▶ EXERCISE OBJECTIVE
Count the lines in the rows below that contain the string "jersey". Reply with that number alone.

▶ RECORDS FOR THE TASK
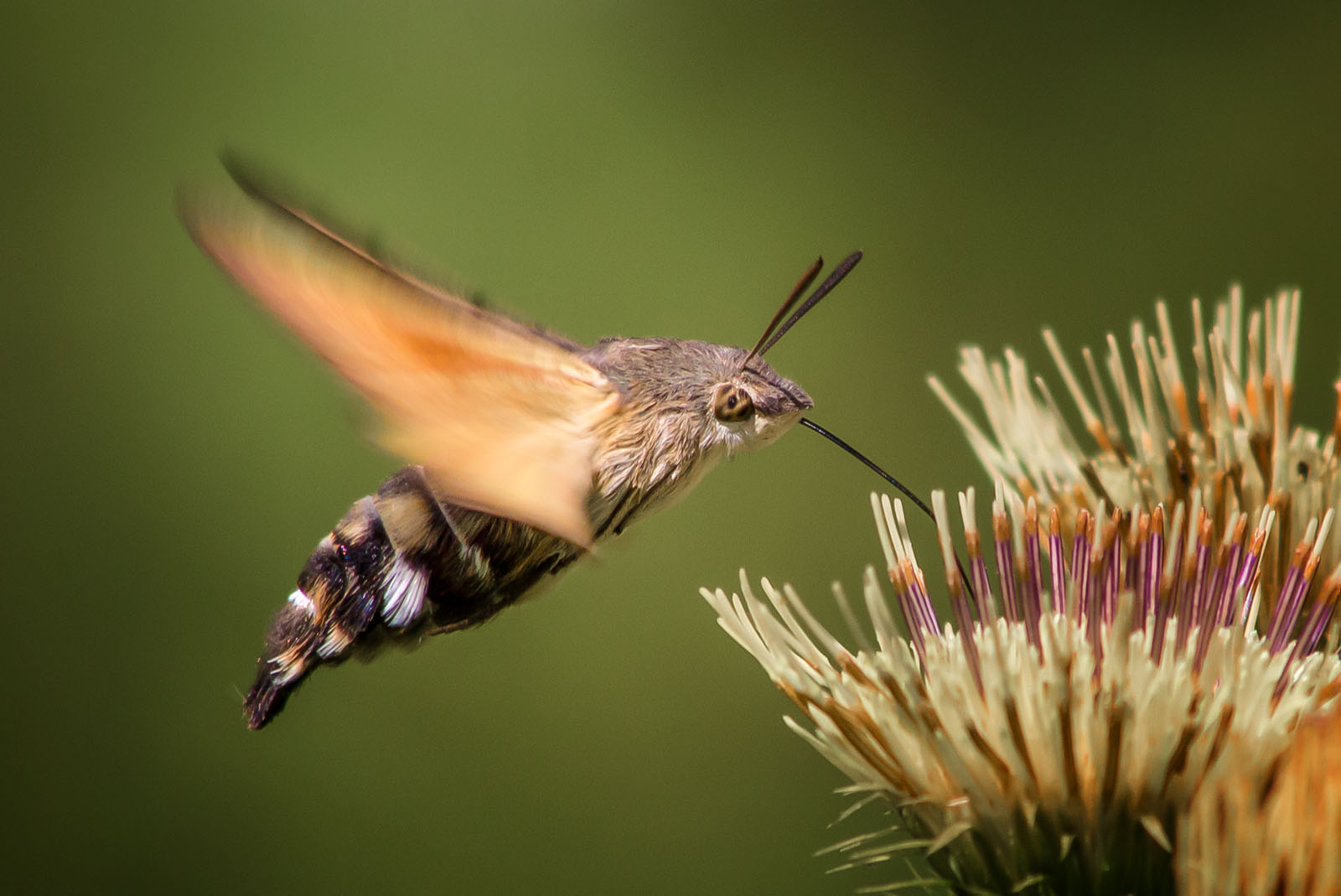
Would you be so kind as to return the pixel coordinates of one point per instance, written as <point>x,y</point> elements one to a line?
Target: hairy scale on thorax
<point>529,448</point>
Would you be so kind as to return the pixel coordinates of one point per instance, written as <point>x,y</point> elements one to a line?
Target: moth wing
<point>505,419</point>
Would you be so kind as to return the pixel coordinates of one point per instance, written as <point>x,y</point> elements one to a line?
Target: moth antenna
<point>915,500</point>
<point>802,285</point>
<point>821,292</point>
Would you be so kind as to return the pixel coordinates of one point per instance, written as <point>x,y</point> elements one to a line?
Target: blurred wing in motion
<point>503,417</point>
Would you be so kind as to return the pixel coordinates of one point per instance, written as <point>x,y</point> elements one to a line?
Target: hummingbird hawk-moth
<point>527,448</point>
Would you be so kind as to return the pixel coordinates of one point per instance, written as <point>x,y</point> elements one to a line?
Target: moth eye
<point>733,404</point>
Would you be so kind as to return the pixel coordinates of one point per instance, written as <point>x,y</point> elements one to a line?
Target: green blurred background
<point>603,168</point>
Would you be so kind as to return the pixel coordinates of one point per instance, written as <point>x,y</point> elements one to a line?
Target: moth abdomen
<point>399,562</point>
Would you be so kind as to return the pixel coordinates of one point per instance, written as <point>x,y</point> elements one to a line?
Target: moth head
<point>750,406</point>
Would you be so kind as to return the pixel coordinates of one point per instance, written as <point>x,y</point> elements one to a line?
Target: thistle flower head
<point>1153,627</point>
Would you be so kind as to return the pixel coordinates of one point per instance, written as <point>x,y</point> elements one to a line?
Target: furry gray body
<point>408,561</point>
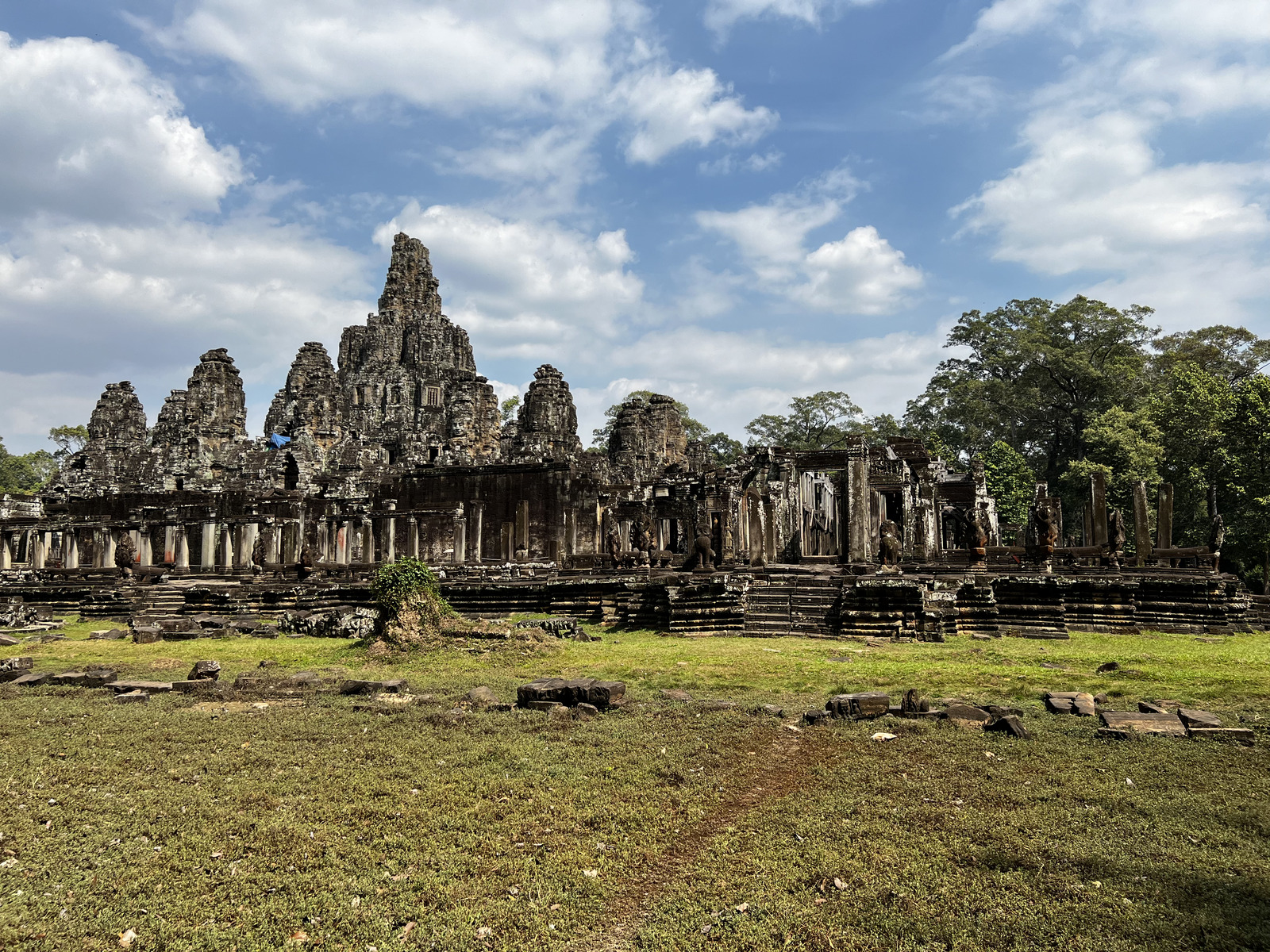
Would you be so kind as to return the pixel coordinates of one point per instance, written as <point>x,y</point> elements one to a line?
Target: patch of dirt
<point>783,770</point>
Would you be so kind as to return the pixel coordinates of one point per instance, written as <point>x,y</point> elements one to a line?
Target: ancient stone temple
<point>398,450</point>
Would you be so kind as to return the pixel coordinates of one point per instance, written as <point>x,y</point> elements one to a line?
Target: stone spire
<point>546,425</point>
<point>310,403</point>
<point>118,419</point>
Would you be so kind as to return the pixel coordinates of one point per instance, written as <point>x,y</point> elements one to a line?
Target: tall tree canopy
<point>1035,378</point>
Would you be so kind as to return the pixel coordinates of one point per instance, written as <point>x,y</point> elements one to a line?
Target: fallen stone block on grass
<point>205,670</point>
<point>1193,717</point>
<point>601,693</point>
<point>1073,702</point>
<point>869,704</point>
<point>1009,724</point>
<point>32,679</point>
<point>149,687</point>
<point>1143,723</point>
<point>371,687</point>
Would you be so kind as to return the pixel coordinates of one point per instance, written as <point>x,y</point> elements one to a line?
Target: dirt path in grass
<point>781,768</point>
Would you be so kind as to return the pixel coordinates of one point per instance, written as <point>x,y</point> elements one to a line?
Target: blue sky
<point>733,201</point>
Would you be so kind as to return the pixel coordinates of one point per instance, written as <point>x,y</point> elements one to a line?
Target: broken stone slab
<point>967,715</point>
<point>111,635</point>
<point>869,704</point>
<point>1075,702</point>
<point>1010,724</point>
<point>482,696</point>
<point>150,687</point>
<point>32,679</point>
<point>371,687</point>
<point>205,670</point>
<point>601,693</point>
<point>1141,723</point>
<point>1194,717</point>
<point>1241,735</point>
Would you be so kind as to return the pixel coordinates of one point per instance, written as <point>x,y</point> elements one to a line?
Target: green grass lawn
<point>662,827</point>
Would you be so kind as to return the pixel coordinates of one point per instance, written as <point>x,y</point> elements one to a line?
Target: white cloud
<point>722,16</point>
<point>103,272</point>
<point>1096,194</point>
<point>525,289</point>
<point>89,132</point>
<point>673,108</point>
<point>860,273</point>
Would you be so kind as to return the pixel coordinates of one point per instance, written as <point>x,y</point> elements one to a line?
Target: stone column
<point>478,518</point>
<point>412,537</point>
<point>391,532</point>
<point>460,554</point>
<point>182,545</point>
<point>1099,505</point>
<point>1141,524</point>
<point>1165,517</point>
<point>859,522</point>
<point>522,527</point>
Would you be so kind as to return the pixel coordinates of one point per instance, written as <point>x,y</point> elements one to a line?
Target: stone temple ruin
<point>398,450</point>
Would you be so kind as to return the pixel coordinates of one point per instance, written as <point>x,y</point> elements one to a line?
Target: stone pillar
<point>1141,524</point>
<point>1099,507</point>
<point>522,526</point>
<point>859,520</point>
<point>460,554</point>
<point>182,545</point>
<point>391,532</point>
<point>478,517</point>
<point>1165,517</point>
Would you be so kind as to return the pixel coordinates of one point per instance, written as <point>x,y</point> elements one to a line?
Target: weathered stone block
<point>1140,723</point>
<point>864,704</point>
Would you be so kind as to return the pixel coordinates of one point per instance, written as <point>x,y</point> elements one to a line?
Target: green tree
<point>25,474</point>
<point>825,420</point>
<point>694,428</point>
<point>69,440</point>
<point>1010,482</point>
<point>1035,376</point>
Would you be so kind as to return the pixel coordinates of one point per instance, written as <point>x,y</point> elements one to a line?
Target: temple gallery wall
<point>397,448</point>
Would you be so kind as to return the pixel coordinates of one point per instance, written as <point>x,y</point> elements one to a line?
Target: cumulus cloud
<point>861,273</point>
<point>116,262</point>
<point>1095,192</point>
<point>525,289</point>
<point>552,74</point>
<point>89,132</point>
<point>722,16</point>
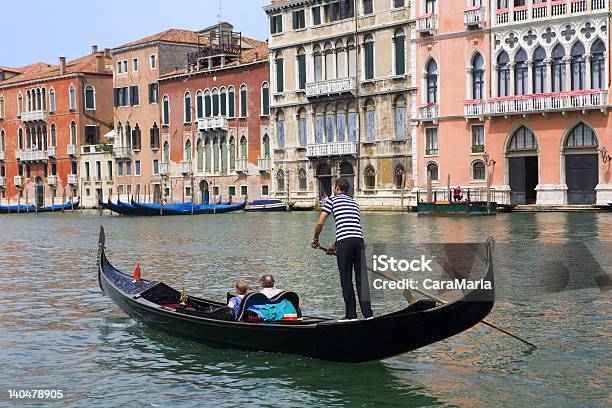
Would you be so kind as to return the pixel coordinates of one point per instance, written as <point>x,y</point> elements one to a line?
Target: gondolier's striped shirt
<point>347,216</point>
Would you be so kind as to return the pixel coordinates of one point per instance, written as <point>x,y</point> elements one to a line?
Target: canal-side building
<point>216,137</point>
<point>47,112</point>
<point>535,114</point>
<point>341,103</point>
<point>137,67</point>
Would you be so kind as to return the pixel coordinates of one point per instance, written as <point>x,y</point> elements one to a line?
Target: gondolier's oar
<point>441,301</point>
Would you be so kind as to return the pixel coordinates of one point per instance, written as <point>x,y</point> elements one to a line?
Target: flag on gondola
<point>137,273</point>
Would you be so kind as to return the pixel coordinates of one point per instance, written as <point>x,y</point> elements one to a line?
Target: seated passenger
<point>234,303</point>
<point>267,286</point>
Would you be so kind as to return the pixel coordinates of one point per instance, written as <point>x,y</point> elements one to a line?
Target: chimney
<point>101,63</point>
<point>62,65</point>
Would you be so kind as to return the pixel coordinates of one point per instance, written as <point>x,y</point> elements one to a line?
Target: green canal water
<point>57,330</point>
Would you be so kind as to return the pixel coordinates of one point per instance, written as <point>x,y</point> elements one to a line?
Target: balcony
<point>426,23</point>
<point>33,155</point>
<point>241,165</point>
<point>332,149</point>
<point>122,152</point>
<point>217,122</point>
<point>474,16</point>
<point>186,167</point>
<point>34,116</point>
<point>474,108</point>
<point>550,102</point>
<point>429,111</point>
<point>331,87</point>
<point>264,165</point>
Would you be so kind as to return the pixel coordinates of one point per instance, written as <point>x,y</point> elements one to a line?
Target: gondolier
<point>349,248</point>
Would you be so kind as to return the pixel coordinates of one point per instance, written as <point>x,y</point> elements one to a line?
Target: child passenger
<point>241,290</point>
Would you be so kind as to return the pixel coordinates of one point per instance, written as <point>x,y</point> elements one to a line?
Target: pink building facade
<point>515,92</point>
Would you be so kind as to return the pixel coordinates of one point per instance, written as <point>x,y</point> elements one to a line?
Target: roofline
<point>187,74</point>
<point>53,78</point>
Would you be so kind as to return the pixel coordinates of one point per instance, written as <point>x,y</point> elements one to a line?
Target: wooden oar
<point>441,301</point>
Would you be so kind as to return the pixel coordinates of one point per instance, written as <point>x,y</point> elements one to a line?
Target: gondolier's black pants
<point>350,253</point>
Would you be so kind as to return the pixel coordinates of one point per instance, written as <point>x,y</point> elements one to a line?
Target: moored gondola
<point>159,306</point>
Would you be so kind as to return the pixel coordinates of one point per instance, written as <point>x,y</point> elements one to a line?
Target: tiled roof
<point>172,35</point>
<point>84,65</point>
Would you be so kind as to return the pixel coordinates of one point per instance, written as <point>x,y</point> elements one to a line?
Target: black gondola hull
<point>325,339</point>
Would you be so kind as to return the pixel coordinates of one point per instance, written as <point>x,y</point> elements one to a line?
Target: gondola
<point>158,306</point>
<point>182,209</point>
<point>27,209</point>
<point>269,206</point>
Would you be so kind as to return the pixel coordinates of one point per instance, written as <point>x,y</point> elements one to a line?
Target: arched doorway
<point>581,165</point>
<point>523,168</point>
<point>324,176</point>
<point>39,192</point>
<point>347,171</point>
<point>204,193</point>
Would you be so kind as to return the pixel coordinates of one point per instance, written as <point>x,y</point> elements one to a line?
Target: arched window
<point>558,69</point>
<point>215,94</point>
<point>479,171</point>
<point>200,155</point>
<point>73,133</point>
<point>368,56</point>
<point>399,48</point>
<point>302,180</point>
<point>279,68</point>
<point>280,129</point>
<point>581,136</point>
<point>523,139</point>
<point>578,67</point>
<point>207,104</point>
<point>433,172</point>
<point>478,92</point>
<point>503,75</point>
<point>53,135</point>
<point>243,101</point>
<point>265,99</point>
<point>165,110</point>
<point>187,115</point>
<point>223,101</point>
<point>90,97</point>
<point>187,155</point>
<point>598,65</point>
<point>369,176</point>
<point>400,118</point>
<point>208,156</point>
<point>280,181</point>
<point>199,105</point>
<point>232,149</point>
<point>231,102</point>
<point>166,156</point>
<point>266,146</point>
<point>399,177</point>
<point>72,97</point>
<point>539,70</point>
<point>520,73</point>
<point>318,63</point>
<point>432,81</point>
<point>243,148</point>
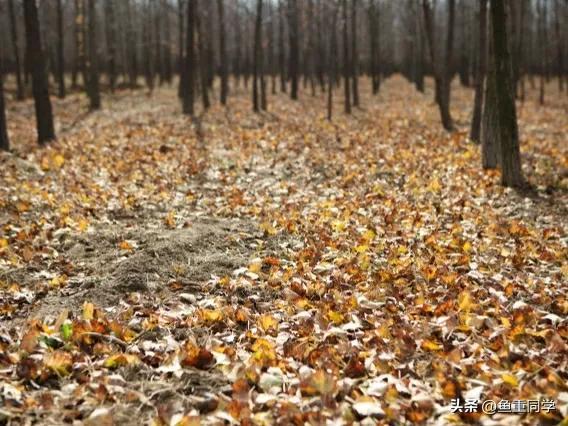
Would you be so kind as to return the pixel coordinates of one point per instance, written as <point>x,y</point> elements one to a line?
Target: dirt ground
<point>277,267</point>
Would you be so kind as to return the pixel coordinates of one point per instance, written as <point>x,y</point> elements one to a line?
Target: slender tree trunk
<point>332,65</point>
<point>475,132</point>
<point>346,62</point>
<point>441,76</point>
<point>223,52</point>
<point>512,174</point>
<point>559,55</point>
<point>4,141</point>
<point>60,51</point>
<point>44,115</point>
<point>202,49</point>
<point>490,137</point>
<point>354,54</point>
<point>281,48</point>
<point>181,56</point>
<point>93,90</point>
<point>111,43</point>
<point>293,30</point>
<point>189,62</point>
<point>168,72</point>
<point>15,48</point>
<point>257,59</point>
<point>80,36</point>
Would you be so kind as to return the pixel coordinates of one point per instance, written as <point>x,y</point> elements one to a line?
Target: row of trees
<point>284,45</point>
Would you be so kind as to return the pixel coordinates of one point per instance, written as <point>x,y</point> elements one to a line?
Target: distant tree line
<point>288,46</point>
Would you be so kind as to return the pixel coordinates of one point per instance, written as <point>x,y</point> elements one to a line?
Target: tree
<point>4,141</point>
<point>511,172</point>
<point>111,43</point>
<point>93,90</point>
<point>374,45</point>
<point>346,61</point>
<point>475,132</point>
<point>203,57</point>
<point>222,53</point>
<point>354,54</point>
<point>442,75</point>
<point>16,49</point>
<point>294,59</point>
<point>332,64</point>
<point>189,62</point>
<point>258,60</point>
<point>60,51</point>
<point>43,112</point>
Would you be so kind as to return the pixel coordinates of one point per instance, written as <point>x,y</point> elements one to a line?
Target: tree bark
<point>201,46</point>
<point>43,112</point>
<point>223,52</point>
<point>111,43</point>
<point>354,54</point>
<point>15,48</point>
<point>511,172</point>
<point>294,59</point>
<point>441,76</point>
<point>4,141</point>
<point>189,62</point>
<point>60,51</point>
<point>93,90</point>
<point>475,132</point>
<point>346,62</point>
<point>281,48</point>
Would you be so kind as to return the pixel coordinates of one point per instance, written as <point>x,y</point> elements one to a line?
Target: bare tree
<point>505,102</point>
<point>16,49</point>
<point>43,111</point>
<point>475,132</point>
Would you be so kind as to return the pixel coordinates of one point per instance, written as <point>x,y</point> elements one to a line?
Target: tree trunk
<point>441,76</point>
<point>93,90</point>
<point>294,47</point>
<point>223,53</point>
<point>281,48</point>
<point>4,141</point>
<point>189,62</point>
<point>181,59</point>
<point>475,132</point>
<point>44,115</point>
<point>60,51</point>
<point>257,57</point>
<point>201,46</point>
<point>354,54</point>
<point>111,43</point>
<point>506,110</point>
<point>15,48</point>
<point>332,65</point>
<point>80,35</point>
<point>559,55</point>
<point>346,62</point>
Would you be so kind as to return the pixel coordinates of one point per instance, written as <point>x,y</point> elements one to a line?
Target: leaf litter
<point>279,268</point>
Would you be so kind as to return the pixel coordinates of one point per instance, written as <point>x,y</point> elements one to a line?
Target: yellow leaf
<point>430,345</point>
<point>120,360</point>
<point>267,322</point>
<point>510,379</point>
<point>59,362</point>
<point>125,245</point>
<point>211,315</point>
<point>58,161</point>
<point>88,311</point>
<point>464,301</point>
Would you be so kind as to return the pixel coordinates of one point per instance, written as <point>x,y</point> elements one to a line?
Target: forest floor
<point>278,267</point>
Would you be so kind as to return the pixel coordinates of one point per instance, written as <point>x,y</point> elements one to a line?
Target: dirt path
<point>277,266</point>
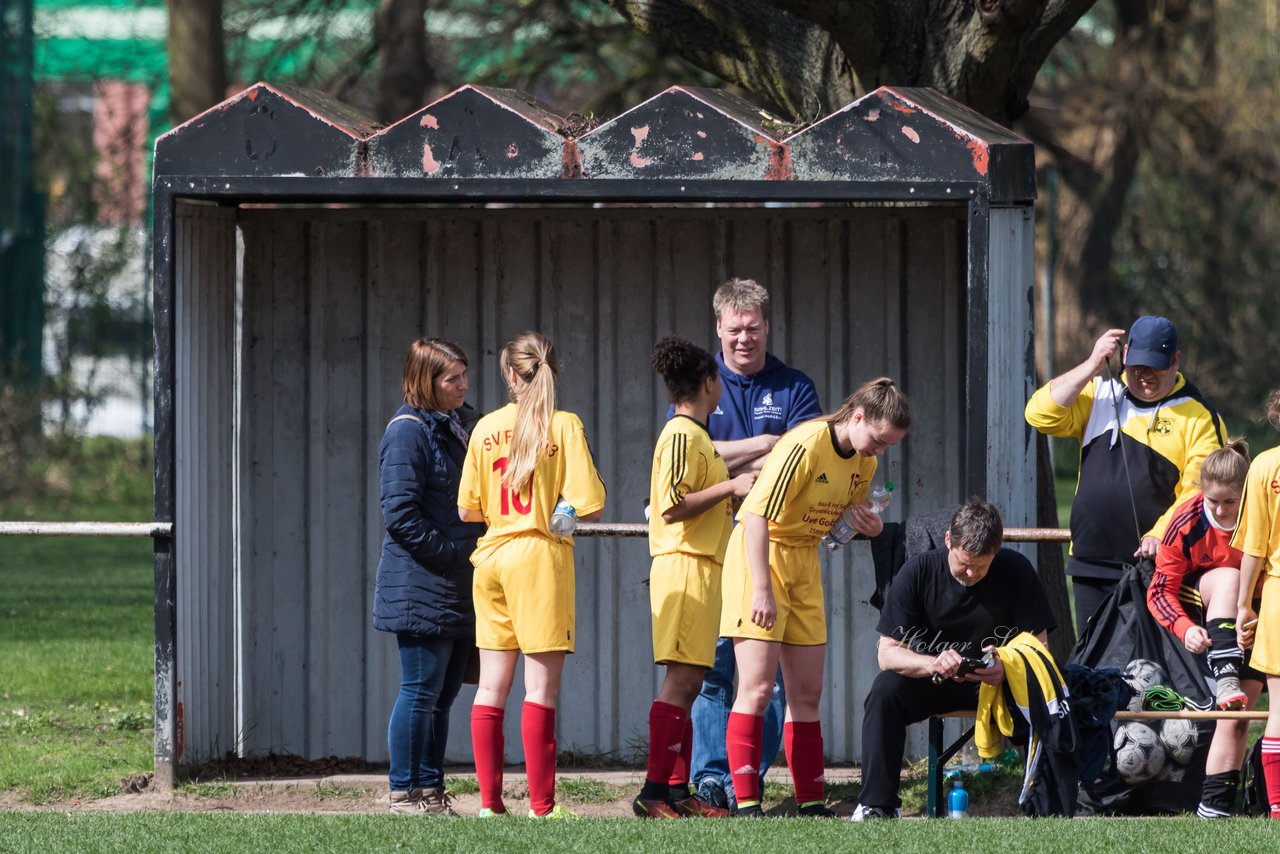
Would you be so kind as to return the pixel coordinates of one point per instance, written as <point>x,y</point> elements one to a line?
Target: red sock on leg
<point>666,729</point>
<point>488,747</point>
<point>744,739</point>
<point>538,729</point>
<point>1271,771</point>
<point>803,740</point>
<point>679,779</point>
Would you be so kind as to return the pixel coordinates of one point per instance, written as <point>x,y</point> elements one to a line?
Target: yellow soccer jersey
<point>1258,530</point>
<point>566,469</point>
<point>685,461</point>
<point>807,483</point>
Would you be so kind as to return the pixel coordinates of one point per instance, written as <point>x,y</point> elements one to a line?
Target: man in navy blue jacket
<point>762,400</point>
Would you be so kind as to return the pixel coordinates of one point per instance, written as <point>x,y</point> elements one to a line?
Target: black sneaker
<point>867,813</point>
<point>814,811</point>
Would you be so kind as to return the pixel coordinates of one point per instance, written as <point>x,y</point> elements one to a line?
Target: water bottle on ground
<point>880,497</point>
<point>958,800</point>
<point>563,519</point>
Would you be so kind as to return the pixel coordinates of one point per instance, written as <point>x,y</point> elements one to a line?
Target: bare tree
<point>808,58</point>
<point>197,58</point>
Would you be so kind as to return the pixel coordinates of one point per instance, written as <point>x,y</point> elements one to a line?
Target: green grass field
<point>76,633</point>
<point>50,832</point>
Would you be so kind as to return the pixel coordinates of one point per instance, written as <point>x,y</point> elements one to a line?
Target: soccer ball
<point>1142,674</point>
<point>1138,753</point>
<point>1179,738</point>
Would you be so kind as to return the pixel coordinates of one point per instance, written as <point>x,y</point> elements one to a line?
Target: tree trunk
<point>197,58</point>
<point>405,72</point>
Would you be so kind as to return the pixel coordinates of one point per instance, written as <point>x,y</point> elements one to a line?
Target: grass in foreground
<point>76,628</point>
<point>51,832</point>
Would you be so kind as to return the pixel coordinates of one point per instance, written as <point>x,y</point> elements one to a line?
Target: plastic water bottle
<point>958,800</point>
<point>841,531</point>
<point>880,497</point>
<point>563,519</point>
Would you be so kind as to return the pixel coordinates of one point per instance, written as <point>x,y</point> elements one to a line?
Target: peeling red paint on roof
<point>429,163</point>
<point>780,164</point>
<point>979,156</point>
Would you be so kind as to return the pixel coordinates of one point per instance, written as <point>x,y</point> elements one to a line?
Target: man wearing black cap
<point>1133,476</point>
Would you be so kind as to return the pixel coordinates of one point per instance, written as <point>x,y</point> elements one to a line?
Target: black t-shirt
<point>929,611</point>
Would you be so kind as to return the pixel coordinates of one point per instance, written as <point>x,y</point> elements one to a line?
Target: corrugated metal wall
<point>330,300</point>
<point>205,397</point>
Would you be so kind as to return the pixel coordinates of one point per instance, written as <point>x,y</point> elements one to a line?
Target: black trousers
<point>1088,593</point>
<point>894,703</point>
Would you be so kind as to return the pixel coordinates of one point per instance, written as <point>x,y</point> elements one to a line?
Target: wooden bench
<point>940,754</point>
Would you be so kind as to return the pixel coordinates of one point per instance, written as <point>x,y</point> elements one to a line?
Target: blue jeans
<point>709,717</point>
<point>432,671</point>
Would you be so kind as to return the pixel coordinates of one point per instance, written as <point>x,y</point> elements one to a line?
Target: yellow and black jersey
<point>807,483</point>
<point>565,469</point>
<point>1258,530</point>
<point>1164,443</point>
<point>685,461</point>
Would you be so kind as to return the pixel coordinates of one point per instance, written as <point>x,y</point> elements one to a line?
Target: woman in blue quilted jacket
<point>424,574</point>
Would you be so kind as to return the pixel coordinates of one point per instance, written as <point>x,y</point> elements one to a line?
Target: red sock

▶ TASK SOLUTION
2